DIRECTIVE 1:
Using the text on Bayesian priors below, answer each question.
(a) According to the text, what does overfitting mean we need to do?
(b) How does the text describe the Fock-space?
(c) When the uniform prior over the sphere is used as the prior for Bayesian inference with arbitrary data, what does it generate?
DIRECTIVE 2: Translate this sentence from the text on Bayesian priors into Spanish: "Overfitting means that the inference process produced a sample which is inconsistent with our prior beliefs and thus could not be produced by Bayesian inference with an appropriate prior."
DIRECTIVE 3: According to the text on Bayesian priors below, why does it make sense to look for measures in infinite-dimensional spaces? Answer in one to three sentences.

TEXT PROVIDED:
The wave-function parametrization is so important because it allows us to define mathematically a general probability measure for an infinite number of random variables. This renders Bayesian inference as a general and theoretically grounded framework for Machine Learning.
In Bayesian inference there is always a prior probability distribution, and there is no prior which is better for all cases[1]: we always have to make assumptions. For instance, if we choose a uniform prior in a continuous sample space then the maximum likelihood coincides with the maximum of the posterior (resulting from the prior once the data is taken into account). However, such maximum has null measure and thus no particular meaning. If we take a sample based in the posterior, we expect the sample to be somewhere near the maximum but never exactly at the maximum. Overfitting means that the inference process produced a sample which is inconsistent with our prior beliefs and thus could not be produced by Bayesian inference with an appropriate prior. Thus, overfitting means we need to choose another prior more consistent with our prior beliefs.
In Bayesian inference, the likelihood of the output data including correlations and variances fully determines the statistical model; then all statistical models can be seen as a particular case of one general statistical model for particular prior knowledge about the parameters of the general statistical model[2]. Thus, there is a probability distribution (the prior) of a probability distribution (the likelihood of the output data).
But functions (such as the likelihood of the output data) are in general infinite-dimensional spaces, so it makes sense to look for measures in infinite-dimensional spaces. While the Lebesgue measure cannot be defined in an Euclidean-like infinite-dimensional space[3][4], it is well known since many decades that a uniform (Lebesgue-like) measure of an infinite-dimensional sphere can be defined using the Gaussian measure and the Fock-space (the Fock-space is a separable Hilbert space used in the second quantization of free quantum fields)[5]. Such a space can parametrize (we call it the free field parametrization) the probability distribution of another probability distribution, which is exactly what we need: the infinite-dimensional sphere parametrizes the space of all likelihoods of the output data, while the wave-function whose domain is the sphere parametrizes a measure on the sphere.
In the free field parametrization, the uniform prior over the sphere defines a vector of the Hilbert space which when used as the prior for Bayesian inference with arbitrary data generates an orthogonal basis for the whole Fock-space. Such basis is related with a point process, with the number of points with a given feature corresponding to the number of modifications to the uniform prior (in the part of the sample space corresponding to such feature). Since Bayesian inference with any other prior can be seen as a combination of the results of different Bayesian inferences with the uniform prior for different data (eventually an infinite amount of data for the cases with null measure), then the uniform prior in the free field parametrization is in many cases (not in all cases[1]) appropriate for Bayesian inference in the absence of any other information.

DATASET EXCERPTS:
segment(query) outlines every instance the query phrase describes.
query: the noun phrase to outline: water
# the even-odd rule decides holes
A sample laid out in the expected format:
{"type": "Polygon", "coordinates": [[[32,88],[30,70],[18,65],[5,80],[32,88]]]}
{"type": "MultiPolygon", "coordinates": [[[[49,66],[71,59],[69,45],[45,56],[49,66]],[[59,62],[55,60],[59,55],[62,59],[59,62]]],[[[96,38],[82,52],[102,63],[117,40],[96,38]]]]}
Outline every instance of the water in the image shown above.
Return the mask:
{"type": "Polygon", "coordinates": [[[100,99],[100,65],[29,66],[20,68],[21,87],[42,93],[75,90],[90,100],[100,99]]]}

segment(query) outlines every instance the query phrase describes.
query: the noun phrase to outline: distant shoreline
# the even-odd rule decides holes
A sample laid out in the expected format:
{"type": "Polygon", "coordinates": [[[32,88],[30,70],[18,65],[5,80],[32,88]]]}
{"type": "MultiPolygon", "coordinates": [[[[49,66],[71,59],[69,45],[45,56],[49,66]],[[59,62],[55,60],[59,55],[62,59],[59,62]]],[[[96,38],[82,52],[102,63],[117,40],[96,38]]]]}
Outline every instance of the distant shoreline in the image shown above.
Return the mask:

CORRECT RESULT 1:
(a) We need to choose another prior that is more consistent with our prior beliefs.
(b) It is a separable Hilbert space used in the second quantization of free quantum fields.
(c) It generates an orthogonal basis for the whole Fock-space.

CORRECT RESULT 2: El sobreajuste significa que el proceso de inferencia produjo una muestra que es incoherente con nuestras creencias previas y que, por lo tanto, no podría ser producida por una inferencia bayesiana con una distribución a priori apropiada.

CORRECT RESULT 3: In Bayesian inference there is a prior, which is a probability distribution over the likelihood of the output data. Functions such as that likelihood are generally infinite-dimensional spaces, so a measure on such spaces is needed.